◆ PROBLEM DESCRIPTION
Reproduce the lines from the one with "Give every instance of the vehicle" to the one with "[[[0,476],[100,458],[82,400],[0,410]]]", keeping each of them identical to the records.

◆ MATERIAL PROVIDED
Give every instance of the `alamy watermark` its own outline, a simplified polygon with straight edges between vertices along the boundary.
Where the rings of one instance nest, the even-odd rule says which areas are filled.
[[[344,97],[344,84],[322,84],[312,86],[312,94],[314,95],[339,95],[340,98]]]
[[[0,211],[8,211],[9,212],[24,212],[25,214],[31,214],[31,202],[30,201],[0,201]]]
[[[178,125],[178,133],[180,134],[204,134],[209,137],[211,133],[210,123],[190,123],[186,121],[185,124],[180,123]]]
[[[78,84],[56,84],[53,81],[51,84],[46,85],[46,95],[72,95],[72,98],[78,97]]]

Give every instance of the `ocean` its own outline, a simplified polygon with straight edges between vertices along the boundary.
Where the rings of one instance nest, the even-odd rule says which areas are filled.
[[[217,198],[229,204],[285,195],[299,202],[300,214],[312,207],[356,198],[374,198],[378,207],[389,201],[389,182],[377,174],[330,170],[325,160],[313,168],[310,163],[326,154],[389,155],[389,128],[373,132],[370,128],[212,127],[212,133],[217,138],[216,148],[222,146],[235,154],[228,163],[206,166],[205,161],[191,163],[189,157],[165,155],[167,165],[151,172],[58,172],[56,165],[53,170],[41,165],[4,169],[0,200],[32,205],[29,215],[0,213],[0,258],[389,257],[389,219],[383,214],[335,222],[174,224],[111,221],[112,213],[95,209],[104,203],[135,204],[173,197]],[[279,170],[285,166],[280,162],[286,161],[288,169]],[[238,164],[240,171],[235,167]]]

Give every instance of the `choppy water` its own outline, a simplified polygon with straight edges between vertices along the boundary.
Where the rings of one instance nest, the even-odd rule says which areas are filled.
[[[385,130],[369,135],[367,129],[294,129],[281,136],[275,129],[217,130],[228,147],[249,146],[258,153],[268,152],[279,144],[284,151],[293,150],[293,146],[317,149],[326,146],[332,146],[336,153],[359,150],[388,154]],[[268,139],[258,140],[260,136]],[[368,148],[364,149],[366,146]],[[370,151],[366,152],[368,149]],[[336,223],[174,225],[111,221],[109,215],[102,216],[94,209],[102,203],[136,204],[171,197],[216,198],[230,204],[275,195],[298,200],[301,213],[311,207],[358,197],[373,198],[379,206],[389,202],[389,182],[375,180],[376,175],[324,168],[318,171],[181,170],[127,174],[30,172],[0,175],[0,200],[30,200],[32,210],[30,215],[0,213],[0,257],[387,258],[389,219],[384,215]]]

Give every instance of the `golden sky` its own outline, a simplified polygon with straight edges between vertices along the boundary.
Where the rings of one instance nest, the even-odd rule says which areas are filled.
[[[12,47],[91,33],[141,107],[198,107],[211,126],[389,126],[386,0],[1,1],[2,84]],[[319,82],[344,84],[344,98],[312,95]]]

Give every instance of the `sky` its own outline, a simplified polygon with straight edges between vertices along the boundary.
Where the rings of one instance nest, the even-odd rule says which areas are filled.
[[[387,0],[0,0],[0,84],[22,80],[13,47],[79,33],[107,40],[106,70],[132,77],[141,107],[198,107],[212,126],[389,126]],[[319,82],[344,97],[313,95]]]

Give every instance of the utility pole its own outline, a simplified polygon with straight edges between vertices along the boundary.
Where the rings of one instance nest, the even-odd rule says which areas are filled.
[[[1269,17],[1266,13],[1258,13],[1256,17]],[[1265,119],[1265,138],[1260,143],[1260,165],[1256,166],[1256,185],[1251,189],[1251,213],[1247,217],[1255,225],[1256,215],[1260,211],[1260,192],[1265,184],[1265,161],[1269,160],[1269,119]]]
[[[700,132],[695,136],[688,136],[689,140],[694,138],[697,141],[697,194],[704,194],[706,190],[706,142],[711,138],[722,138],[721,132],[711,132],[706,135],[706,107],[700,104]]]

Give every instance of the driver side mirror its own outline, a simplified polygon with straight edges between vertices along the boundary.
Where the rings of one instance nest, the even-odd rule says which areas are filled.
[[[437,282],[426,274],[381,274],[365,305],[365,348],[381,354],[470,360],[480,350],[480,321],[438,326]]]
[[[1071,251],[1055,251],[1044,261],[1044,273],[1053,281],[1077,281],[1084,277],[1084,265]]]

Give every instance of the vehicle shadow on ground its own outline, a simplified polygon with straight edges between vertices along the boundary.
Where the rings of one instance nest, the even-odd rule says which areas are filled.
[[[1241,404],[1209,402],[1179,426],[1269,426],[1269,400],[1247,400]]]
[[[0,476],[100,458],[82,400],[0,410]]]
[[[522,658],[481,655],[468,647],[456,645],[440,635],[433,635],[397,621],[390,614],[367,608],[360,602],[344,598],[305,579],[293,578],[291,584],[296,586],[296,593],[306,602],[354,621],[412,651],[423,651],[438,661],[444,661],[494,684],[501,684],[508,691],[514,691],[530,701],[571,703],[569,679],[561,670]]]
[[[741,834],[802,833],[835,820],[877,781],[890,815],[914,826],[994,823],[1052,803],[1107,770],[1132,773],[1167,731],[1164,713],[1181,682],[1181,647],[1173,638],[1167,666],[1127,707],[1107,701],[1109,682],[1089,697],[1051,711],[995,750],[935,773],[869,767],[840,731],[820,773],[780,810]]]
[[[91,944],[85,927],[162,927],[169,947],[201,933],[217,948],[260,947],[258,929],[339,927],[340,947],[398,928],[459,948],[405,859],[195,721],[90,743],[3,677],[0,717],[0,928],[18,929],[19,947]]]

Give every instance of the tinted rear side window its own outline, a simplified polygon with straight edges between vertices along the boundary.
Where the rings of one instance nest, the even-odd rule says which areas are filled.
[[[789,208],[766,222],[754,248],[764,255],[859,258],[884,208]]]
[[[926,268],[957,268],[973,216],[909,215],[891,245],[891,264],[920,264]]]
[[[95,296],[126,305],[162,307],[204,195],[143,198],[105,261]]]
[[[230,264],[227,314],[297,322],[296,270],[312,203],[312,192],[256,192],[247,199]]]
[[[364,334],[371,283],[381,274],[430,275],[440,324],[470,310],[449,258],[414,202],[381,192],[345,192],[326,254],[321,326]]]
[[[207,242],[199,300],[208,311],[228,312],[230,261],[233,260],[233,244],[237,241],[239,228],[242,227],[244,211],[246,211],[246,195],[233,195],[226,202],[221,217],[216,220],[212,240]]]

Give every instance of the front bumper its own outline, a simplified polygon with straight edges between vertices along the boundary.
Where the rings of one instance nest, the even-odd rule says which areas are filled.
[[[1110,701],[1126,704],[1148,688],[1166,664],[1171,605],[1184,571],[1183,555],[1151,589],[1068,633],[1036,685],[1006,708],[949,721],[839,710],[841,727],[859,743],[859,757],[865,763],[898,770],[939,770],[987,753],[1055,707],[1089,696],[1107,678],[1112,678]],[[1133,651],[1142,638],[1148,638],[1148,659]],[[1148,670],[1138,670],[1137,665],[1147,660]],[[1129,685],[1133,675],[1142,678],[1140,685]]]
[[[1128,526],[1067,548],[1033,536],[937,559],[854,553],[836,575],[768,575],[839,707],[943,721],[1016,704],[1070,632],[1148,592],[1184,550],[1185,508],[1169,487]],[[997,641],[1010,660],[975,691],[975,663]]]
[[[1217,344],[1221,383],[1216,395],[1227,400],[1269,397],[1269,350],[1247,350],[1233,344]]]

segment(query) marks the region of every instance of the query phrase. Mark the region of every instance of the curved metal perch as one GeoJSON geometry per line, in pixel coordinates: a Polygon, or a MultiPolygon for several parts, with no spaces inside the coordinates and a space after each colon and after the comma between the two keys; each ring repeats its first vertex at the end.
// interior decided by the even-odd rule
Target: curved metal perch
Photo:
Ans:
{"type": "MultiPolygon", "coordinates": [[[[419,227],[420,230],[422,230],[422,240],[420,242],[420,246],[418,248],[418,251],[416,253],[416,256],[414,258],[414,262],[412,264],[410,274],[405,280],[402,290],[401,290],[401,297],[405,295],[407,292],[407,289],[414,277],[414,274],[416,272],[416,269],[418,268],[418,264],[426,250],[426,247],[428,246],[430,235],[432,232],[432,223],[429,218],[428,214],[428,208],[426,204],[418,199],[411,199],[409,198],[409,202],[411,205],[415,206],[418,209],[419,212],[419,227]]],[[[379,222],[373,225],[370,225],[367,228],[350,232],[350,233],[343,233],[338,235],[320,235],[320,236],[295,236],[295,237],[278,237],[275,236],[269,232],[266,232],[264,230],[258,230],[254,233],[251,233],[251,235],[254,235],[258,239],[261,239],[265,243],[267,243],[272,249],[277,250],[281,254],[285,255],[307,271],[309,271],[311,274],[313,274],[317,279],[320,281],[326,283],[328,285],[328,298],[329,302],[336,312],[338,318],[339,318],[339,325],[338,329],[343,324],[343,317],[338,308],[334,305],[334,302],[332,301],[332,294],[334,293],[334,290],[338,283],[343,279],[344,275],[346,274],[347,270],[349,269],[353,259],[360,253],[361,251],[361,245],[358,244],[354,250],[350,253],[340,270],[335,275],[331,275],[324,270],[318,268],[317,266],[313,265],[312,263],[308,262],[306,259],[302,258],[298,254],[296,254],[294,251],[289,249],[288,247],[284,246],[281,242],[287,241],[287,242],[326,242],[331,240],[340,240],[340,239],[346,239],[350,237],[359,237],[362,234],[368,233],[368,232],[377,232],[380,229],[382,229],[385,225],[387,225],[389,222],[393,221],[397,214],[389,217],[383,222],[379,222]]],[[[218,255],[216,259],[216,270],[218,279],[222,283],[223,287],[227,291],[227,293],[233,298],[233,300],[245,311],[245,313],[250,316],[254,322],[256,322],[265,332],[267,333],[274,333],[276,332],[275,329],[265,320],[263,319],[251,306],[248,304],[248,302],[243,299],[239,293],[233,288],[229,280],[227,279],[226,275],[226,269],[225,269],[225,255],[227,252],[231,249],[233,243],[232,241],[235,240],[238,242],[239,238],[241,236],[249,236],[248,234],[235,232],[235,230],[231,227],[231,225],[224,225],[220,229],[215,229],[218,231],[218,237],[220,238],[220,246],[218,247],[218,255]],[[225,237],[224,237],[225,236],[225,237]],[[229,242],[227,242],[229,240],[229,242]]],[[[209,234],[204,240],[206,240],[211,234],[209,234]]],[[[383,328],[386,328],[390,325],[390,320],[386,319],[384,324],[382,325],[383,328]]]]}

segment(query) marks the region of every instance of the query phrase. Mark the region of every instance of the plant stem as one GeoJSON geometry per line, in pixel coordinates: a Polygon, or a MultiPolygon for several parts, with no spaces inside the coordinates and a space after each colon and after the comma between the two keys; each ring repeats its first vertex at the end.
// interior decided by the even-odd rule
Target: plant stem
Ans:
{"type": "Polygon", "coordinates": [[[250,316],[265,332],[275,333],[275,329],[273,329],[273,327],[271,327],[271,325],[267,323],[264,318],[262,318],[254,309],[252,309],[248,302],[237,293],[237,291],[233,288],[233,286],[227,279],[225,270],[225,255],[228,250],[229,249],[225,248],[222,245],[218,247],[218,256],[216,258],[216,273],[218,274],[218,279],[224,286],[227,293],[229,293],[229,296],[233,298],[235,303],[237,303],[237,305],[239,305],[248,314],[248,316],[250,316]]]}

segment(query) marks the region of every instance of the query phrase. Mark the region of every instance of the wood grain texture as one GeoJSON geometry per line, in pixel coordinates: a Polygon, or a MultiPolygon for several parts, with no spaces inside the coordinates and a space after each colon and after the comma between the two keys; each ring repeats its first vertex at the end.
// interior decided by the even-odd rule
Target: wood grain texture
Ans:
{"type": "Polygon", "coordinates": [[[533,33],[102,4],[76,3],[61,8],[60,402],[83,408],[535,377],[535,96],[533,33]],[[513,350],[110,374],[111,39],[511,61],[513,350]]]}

◆ SOLVED EXERCISE
Give every instance of the vehicle shadow on ground its own outline, a simplified polygon with straight edges between vertices along the boundary.
Where the rings of one instance nest, the even-odd rule says which areas are filled.
[[[1241,404],[1209,402],[1179,426],[1269,426],[1269,400],[1247,400]]]
[[[0,476],[100,458],[82,400],[0,410]]]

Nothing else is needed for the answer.